▶ Given data
-.-.-

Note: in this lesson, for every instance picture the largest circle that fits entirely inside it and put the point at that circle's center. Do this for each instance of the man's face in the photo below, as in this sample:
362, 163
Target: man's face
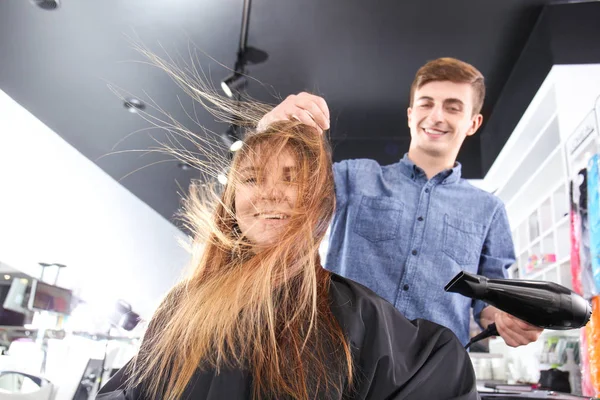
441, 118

-.-.-

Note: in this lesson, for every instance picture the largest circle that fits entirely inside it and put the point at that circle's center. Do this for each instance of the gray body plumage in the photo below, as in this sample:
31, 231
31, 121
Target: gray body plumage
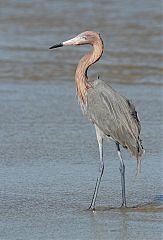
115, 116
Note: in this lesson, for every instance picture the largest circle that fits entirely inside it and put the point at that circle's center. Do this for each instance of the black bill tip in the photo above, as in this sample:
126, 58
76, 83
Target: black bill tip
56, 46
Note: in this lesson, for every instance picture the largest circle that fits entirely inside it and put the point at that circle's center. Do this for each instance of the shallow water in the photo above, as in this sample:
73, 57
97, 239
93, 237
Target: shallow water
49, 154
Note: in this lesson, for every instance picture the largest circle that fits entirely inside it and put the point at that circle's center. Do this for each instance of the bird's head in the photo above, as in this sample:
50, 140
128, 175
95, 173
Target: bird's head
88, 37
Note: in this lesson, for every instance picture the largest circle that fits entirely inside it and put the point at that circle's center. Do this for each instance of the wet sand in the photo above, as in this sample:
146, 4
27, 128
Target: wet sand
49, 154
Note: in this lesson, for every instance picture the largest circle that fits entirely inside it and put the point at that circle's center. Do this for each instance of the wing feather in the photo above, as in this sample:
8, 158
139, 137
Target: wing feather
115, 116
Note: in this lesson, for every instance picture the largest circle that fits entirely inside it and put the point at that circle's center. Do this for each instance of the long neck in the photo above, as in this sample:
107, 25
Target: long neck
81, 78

-.-.-

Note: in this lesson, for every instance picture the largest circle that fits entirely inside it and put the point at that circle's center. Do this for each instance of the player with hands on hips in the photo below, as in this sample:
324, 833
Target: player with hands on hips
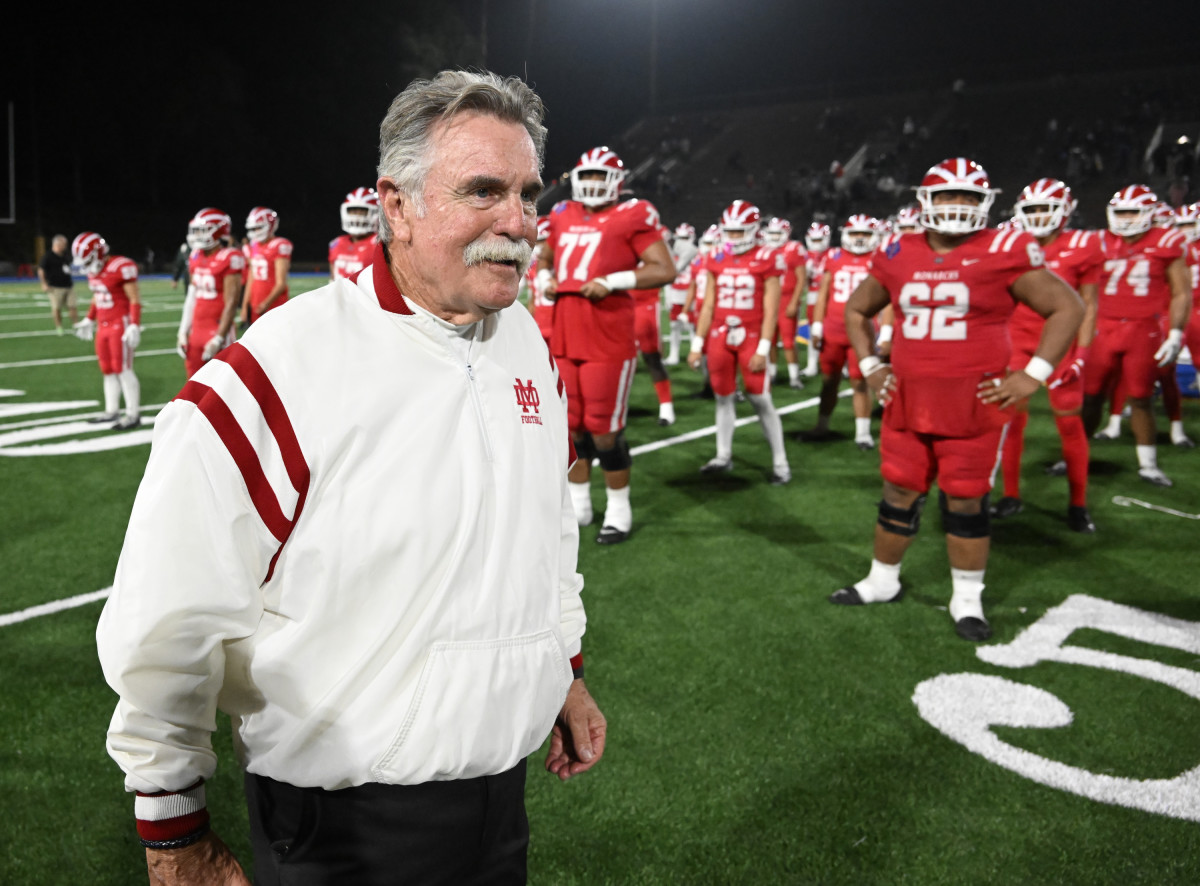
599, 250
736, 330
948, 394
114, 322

-.-.-

▶ Your goal
Each line above that holds the string "below" should be copied and shown.

▶ Response to the exercise
Note: in this lesson, for every instance picture the largest circle that fits entirely inside it and put the point at that circle's center. Do this for each instance of the man's face in the photo below, as in this sample:
Note: in this lesson, for every instance picture the largest circle that fits entirely inside it and put the point at that circle's center. Do this for each instance of the gray body plumage in the photo below, as in this sample:
Note: in this lesson, for every instance picture the largest circle that fits entirely inside it and put the point at that circle's center. Do this for each instance of the player with hands on hips in the photo below, as in this sample:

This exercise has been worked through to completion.